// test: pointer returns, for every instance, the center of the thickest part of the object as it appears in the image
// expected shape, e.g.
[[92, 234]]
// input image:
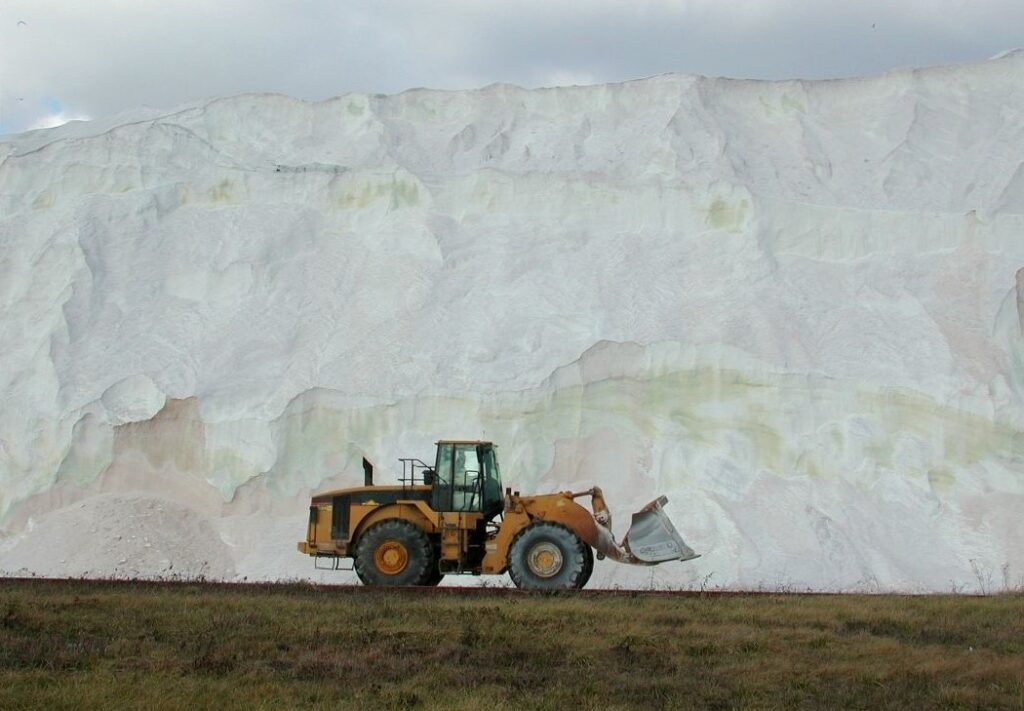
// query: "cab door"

☆ ☆ ☆ ☆

• **TASK REQUIREMENTS**
Pick out each line in the material containing "image".

• **RESPONSE AREA**
// test: pointer returns, for every instance, the center of the thickest part of the object as it appears in the image
// input image:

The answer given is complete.